In the blog post below, why does the writer tell the story instead of letting Sassy tell it? Answer in one to three sentences.

*Provided text*:
= = = =

Saturday, February 23, 2013

Sassy Takes Up Clogging

I was going to let Sassy tell this tale, but too many things happened that she did not understand and I did, so you will have to hear it from me.

The trip start out badly with me losing not just my glasses, but my bank card as well. AWESOME!  But we managed to get on the road on time.  It was cold but not windy so that was good. Road were totally clear.

Sassy was not happy about being blanketed and trailered before breakfast, but I gave her a nice bag of hay to keep her busy.

We stopped about half way to give her a minute to walk around a stretch her legs.

We arrived 2 full hours early (not sure how we miscalculated so badly) and found ourselves sitting in front of the Farriers house while we waited for him to finish an earlier appt.

There was much grass in the barrow bit in front of his place, so Sassy got to do some grazing.

She spent a good amount of time checking out the Alpaca's down the road and just being oh so cute.

Finally the farrier, Steve Foxworth arrived.  Now he asked me not to promote his name so much but to really promote ELPO  Equine Lameness Prevention Organization.  More on that later.

He watched her move, she was worse on the right than the left as expected. He read the vets notes, he looked at the xrays, and then said, "Now lets see what Sassy says that she wants."

= = = =

*Data to examine*:

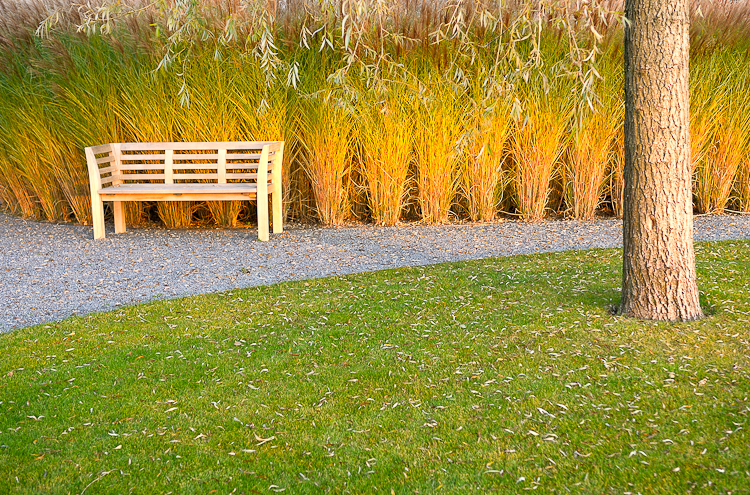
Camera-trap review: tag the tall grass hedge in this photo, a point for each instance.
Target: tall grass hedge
(415, 110)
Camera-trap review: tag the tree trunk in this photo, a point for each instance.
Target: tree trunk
(658, 280)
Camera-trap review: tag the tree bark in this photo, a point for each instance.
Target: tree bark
(658, 280)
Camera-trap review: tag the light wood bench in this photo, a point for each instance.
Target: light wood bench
(221, 171)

= = = =

*Answer box*:
Too many things happened that Sassy did not understand, while the writer did. So the writer has to tell it.